## Entries
** START **

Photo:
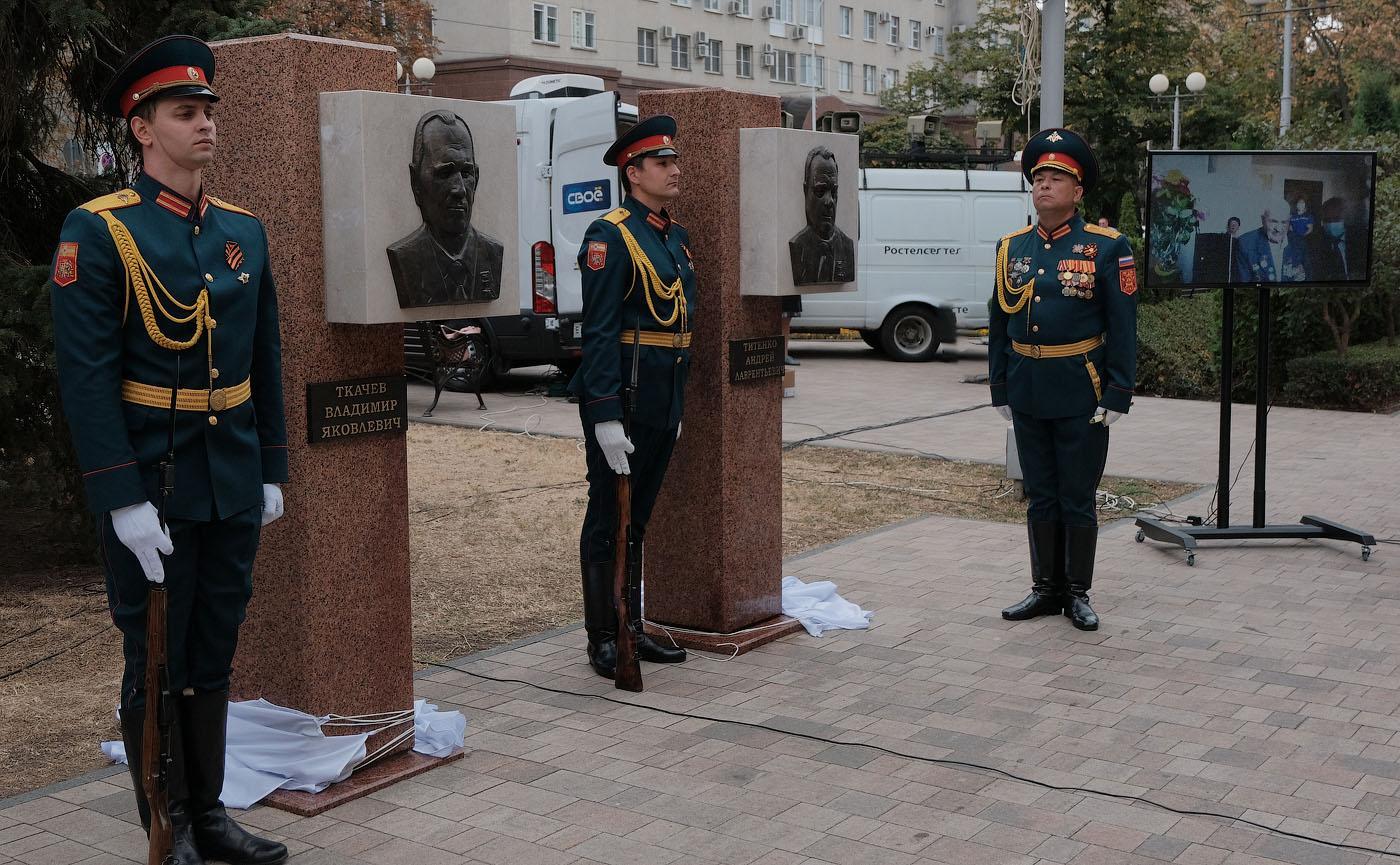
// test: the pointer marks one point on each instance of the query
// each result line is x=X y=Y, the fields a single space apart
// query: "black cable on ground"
x=991 y=770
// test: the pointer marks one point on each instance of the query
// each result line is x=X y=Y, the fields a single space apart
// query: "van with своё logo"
x=927 y=258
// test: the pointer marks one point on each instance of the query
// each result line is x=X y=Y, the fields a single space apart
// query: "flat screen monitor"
x=1245 y=219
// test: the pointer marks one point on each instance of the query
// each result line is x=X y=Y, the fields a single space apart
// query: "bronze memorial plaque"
x=755 y=359
x=356 y=406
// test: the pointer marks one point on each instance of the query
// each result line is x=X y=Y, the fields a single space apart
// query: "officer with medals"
x=639 y=297
x=164 y=293
x=1063 y=356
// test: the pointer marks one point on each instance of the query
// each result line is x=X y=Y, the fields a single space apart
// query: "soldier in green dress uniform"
x=1063 y=356
x=160 y=287
x=639 y=287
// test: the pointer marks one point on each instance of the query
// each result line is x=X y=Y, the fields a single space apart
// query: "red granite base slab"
x=360 y=784
x=724 y=644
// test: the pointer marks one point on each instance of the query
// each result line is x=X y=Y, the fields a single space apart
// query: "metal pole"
x=1285 y=102
x=1052 y=63
x=1176 y=119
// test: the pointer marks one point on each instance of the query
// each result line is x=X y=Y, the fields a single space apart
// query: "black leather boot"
x=182 y=840
x=205 y=718
x=1078 y=564
x=647 y=648
x=599 y=619
x=1045 y=598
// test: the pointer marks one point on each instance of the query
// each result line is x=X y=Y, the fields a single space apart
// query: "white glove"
x=615 y=444
x=139 y=529
x=272 y=503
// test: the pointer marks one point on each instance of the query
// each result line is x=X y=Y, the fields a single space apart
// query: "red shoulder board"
x=597 y=255
x=66 y=266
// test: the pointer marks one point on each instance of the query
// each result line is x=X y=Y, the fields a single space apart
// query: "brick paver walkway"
x=1260 y=683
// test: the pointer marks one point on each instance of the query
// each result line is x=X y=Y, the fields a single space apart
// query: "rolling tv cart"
x=1308 y=526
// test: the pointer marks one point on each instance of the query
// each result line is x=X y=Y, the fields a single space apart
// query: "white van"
x=563 y=126
x=927 y=256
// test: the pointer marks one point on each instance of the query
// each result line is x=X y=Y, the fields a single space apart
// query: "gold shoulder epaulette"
x=224 y=205
x=123 y=198
x=1018 y=233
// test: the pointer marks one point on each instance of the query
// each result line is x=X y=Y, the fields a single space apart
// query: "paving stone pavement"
x=1257 y=685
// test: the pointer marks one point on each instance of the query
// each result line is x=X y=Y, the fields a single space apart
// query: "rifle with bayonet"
x=629 y=668
x=156 y=731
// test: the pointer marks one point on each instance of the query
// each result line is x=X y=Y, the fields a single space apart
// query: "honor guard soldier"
x=639 y=301
x=164 y=294
x=1063 y=356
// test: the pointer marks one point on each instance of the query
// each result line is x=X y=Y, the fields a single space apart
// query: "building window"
x=546 y=23
x=646 y=46
x=584 y=32
x=744 y=60
x=784 y=67
x=681 y=52
x=711 y=58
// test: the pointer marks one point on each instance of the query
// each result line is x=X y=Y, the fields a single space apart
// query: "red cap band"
x=1061 y=161
x=646 y=144
x=158 y=80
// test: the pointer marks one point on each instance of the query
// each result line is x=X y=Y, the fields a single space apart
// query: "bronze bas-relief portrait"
x=445 y=261
x=821 y=252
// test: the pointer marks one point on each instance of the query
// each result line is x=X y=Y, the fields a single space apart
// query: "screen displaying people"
x=1257 y=219
x=445 y=259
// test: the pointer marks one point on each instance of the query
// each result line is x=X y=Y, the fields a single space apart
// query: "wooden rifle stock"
x=156 y=731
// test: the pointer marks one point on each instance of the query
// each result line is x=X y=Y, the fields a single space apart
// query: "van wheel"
x=907 y=335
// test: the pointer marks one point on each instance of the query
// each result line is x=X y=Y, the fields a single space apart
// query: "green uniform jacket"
x=1081 y=283
x=221 y=458
x=615 y=304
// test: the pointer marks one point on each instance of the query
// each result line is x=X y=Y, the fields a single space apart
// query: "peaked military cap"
x=171 y=66
x=1064 y=150
x=651 y=137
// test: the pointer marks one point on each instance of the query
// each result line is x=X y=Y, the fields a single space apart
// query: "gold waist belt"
x=1067 y=350
x=217 y=399
x=661 y=340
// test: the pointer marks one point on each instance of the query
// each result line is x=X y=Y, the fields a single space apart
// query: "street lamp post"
x=1158 y=84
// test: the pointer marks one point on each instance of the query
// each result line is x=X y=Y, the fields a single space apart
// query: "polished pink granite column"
x=331 y=626
x=714 y=546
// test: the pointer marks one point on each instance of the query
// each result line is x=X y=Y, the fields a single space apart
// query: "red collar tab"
x=1060 y=160
x=158 y=80
x=646 y=146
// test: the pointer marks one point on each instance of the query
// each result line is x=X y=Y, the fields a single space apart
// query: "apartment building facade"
x=849 y=49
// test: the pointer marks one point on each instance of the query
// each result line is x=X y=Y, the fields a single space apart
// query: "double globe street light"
x=1158 y=84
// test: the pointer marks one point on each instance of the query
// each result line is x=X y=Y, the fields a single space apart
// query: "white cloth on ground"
x=276 y=748
x=819 y=608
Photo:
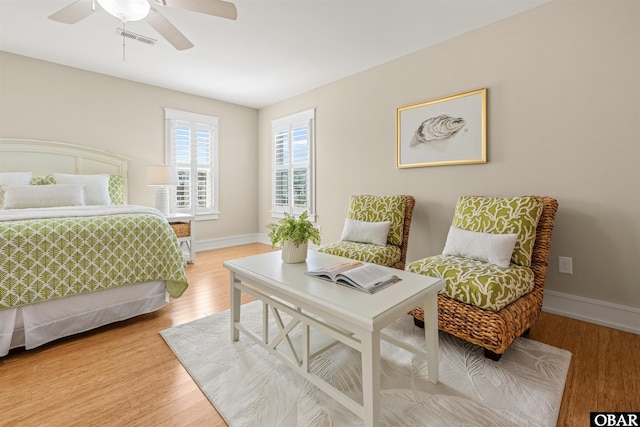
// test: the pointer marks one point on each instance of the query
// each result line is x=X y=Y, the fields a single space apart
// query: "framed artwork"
x=443 y=131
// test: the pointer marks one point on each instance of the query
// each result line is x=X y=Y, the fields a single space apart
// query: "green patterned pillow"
x=379 y=209
x=116 y=189
x=42 y=180
x=502 y=215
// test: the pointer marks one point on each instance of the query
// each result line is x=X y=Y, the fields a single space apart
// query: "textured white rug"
x=250 y=387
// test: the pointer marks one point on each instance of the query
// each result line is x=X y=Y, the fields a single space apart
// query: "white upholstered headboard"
x=44 y=157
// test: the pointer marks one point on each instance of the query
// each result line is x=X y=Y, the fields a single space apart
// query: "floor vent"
x=133 y=36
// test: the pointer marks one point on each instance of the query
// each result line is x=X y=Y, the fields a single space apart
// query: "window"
x=292 y=159
x=192 y=146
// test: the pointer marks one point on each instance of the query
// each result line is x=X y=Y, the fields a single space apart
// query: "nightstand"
x=182 y=225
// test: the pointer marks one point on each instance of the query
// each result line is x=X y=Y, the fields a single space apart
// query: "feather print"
x=250 y=387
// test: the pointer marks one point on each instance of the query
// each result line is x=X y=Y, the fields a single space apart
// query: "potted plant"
x=293 y=235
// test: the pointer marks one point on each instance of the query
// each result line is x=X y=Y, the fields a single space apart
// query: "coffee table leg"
x=430 y=307
x=371 y=378
x=235 y=308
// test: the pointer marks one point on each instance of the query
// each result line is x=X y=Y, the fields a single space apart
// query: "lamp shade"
x=162 y=175
x=126 y=10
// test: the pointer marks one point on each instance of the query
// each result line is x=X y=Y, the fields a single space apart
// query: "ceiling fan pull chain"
x=124 y=29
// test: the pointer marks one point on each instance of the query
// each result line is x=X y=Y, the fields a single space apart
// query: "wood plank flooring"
x=124 y=374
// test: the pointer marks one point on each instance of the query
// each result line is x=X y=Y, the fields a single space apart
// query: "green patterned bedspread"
x=49 y=258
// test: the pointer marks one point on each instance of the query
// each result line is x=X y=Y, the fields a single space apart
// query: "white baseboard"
x=226 y=242
x=617 y=316
x=603 y=313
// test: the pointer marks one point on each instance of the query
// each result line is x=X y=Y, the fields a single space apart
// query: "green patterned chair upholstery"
x=397 y=211
x=482 y=303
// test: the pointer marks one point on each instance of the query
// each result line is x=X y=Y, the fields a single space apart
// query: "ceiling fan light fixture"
x=126 y=10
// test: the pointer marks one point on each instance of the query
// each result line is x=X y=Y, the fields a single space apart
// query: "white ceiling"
x=274 y=50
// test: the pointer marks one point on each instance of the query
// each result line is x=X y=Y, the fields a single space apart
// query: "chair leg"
x=491 y=355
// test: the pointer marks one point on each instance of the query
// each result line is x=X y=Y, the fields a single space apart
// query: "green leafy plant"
x=298 y=230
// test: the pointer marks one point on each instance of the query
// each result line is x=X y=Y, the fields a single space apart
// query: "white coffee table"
x=327 y=314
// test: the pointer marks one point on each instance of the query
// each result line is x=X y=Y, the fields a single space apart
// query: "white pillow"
x=15 y=179
x=366 y=232
x=43 y=196
x=96 y=187
x=488 y=247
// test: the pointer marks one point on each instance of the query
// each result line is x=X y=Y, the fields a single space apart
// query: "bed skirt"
x=34 y=325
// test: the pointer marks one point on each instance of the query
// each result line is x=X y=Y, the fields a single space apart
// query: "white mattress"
x=34 y=325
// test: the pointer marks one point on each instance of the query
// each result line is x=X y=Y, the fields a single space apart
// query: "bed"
x=75 y=256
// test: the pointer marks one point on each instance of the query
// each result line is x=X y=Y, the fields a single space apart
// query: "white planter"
x=291 y=254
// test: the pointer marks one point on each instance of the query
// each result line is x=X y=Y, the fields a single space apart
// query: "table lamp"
x=162 y=176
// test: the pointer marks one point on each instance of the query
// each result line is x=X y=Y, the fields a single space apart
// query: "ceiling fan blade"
x=168 y=31
x=220 y=8
x=74 y=12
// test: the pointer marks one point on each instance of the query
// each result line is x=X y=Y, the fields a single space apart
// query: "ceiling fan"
x=136 y=10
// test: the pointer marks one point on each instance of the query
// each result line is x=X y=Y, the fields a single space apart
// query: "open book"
x=358 y=275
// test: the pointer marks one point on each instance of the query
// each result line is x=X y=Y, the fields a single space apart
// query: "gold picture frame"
x=444 y=131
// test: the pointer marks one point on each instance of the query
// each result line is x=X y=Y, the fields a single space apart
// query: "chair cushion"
x=383 y=255
x=475 y=282
x=502 y=215
x=380 y=209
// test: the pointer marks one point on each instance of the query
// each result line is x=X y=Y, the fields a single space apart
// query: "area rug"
x=250 y=387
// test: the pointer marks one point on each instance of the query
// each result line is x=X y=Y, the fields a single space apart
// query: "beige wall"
x=41 y=100
x=563 y=86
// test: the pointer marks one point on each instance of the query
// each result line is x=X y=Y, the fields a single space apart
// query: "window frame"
x=288 y=124
x=195 y=122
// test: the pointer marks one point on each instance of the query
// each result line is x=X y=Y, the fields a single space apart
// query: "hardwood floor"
x=124 y=374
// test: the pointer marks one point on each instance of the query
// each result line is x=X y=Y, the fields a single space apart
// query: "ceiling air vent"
x=133 y=36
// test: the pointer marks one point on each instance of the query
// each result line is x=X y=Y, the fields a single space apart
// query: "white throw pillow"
x=96 y=187
x=488 y=247
x=43 y=196
x=366 y=232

** END **

## Given problem
Reproduce the items, from their very first line through the line containing "x=356 y=406", both ends included. Leave the pictures out of your answer.

## Result of this exercise
Photo:
// test: the pointer marks one point on each instance of the query
// each result line is x=X y=Y, the fields a single space apart
// query: "black cable on ground"
x=991 y=770
// test: the pointer marks one point on each instance of the query
// each result line is x=X y=Y, the fields a single space apart
// query: "van with своё logo"
x=927 y=258
// test: the pointer marks one point on each instance of the query
// each result line is x=X y=Y, the fields a single space apart
// query: "flat screen monitor"
x=1245 y=219
// test: the pointer marks one point on each instance of the query
// each result line is x=X y=Y, the fields a single space apart
// query: "bronze memorial plaque"
x=755 y=359
x=356 y=406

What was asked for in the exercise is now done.